** start TEXT BLOCK **
Wednesday, December 11, 2013

Vision, brand and market what exactly?

I woke up this morning with the idea that my "one thing" is me. It isn't writing, acting, comedy, sports, counseling, spirituality, dream analysis, teaching or any other path I can think of. It is me.

Not too long ago, while I was struggling with motivation to write, a friend suggested I read Gary Keller's book, The One Thing. Not long before that, I read a book, title and author forgotten, about how the rich live and think versus those of us with "poor" thinking. Not long before that I read Finding Your Own North Star: Claiming the Life You Were Meant to Live by Martha N. Beck. (I did like Beck's book). Before that I'm sure I read something else meant to move me from a state of what feels like helpless indecision to a state with clear vision and goals and activity and manifestation and everlasting joy, including a healthy income.

The One Thing was meant to clear up the clutter and make room for me to focus! The problem is...I don't have ONE THING. Okay, so that's not what Keller means, right? He doesn't mean that we don't have multiple interests and endeavors. But he does suggest that there is ONE that we can identify and give the most of our time to.

For me, frustration ensued after reading that book, because no matter my best intentions, I cannot. I thought I could if I just fell in love with the ONE THING enough. What am I the most passionate about? What can I get so lost in (an activity) that all of time flies by? These are the questions that all the books I have read ask. And let me say, I can't think of one activity where that is the case for me. What I'm left with is a sense of frustration and despair and I think maybe I don't have any real passion. I see people with that kind of passion, many of whom were born with it. And I can't tell you how jealous it makes me.

So, then it becomes about finding what is blocking me from accessing that passion that I know is there, somewhere. Right? So far, working The Artist's Way by Julia Cameron, has come the closest to unearthing hidden interests, but nevertheless I remain as distracted by the multitude of paths I "could" take and how much time and energy becoming successful in any ONE would take.

Even as I write this blog post, I'm growing weary of following this train of thought, because there are fighting thoughts working their way in and my attention span is short, often compared to the lifespan of a flea.
** end TEXT BLOCK **
** start PROVIDED MATERIAL **
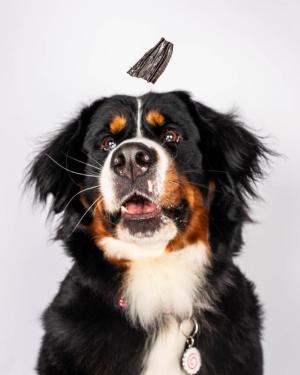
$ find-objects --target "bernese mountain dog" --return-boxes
[27,91,269,375]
** end PROVIDED MATERIAL **
→ **REQUIRED WORK**
- a) Decide whether each statement agrees with the blog post. Answer yes or no for each, and quote the deciding words of the blog post exactly.
(i) The writer liked Beck's book.
(ii) A friend suggested Keller's book while the writer was struggling with motivation to write.
(iii) The writer remembers the title of the book about how the rich live and think.
- b) Output a passage of the blog post exactly. Begin at the words "Vision, brand and", and stop after the words "a healthy income.".

→ **REPLIES**
- a)
(i) Yes: "(I did like Beck's book)."
(ii) Yes: "while I was struggling with motivation to write, a friend suggested I read Gary Keller's book, The One Thing."
(iii) No: "I read a book, title and author forgotten, about how the rich live and think"

- b)
Vision, brand and market what exactly?

I woke up this morning with the idea that my "one thing" is me. It isn't writing, acting, comedy, sports, counseling, spirituality, dream analysis, teaching or any other path I can think of. It is me.

Not too long ago, while I was struggling with motivation to write, a friend suggested I read Gary Keller's book, The One Thing. Not long before that, I read a book, title and author forgotten, about how the rich live and think versus those of us with "poor" thinking. Not long before that I read Finding Your Own North Star: Claiming the Life You Were Meant to Live by Martha N. Beck. (I did like Beck's book). Before that I'm sure I read something else meant to move me from a state of what feels like helpless indecision to a state with clear vision and goals and activity and manifestation and everlasting joy, including a healthy income.